__WHAT THE TASK ASKS__. In the records, starting at the line that contains "Please locate the pearl in" and ending with the last record, swap "thickest part" for "widest part". Write out only those lines, with everything else left the same.

__GIVEN RECORDS__.
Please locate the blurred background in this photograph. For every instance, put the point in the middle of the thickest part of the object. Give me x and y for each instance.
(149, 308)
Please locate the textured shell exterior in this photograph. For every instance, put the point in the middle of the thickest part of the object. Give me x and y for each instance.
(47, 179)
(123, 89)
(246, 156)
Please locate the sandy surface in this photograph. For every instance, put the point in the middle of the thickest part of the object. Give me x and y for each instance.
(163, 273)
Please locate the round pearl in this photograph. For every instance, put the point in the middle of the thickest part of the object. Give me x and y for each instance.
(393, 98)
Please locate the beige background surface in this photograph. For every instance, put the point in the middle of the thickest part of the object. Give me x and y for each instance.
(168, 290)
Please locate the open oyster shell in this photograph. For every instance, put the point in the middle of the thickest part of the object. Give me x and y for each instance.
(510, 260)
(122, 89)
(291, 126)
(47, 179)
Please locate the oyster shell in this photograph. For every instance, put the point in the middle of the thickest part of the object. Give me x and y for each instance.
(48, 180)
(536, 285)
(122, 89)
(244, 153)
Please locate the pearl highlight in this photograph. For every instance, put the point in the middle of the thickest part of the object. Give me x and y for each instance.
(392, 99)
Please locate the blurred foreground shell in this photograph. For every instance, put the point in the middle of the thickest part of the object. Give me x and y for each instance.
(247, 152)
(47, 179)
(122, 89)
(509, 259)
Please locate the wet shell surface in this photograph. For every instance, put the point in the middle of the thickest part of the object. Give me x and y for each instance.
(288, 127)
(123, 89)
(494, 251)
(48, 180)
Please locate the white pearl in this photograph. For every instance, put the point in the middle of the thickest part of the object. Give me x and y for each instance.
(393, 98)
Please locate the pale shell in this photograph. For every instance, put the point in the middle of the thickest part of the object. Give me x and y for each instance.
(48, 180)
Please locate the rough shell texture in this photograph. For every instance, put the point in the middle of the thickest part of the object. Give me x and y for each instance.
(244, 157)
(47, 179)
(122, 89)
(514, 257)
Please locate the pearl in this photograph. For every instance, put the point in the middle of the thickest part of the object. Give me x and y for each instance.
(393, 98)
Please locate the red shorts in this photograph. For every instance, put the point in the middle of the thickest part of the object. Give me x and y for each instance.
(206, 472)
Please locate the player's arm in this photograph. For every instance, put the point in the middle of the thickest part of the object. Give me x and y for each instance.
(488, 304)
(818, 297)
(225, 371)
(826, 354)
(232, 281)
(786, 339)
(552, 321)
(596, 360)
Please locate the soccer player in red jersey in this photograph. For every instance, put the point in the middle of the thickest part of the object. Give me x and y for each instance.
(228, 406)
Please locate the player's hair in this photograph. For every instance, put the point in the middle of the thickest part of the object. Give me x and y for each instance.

__SOLUTION TO THIS EXERCISE__.
Please locate the pearl in this photograph. For every instance, put the point in the middle of the widest part of the object. Give me x and y for each instance.
(393, 98)
Please locate the red shorts in this photograph. For every instance, put the point in the middle of the widest part of the object. Give me x and y for each instance.
(206, 472)
Please locate the player's arm in this photograph. For every instance, put the point in the middle of the widest part of the object. Give me x and y for each instance.
(488, 304)
(818, 297)
(225, 371)
(826, 354)
(232, 281)
(786, 339)
(552, 321)
(596, 360)
Please locate the soccer player in red jersey in this photograph. For every instance, put the point in the middle of the widest part of the object. Give me x and y for each instance.
(228, 406)
Please locate the player's hair in this photograph. For every instance, put the point in the middle of the widest part of the object. Give me x and y for each instance.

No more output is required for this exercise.